(Bloomberg) -- Two alumni of Harvard Business School are tackling a project that has confounded the attempts of everyone who’s tried to solve it: ending corruption in Bulgaria.

Kiril Petkov and Assen Vassilev are working to create new coalition government after their upstart Continuing the Change party unexpectedly won the European Union nation’s third general elections this year.

The task is formidable. The Balkan nation of 7 million has languished at the bottom of the European Union’s rankings in terms of living standards, has been kept out of the passport-free Schengen travel zone and has drawn repeated criticism for allowing endemic graft and organized crime undercut the economy.

Public anger over the lack of progress -- Bulgaria’s living standards remain at about half the EU average -- propelled the two businessmen-turned-politicians to the national stage earlier this year, where they leveraged their positions in an interim government to win support for a graft-fighting platform.

“We guarantee zero corruption in the next four years,” Petkov, at 41 years old his party’s candidate for prime minister, said as he launched talks with other political forces this week to form a coalition. “We’re all in this together.”

• ASSIGNED TASK 1: According to the article about Bulgaria, what three problems has the Balkan nation had?
• ASSIGNED TASK 2:
Answer these questions from the article about Bulgaria:
(a) Which school did Kiril Petkov and Assen Vassilev attend?
(b) What is the population of Bulgaria?
(c) How old is Petkov?
• ASSIGNED TASK 3: Please rewrite the article about Bulgaria from "Kiril Petkov and" up to and including "elections this year.", putting "newcomer" in place of "upstart".
The records have no connection to the article about Bulgaria.

(Records from a data collection)
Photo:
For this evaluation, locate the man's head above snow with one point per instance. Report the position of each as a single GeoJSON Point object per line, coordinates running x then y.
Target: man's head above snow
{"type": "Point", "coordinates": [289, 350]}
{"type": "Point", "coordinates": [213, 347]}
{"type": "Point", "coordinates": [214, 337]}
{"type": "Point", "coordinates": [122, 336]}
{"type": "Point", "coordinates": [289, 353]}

• FINAL ANSWER 1:
1. It has languished at the bottom of the European Union's rankings in terms of living standards.
2. It has been kept out of the passport-free Schengen travel zone.
3. It has drawn repeated criticism for allowing endemic graft and organized crime to undercut the economy.

• FINAL ANSWER 2:
(a) Harvard Business School
(b) 7 million
(c) 41 years old

• FINAL ANSWER 3:
Kiril Petkov and Assen Vassilev are working to create new coalition government after their newcomer Continuing the Change party unexpectedly won the European Union nation’s third general elections this year.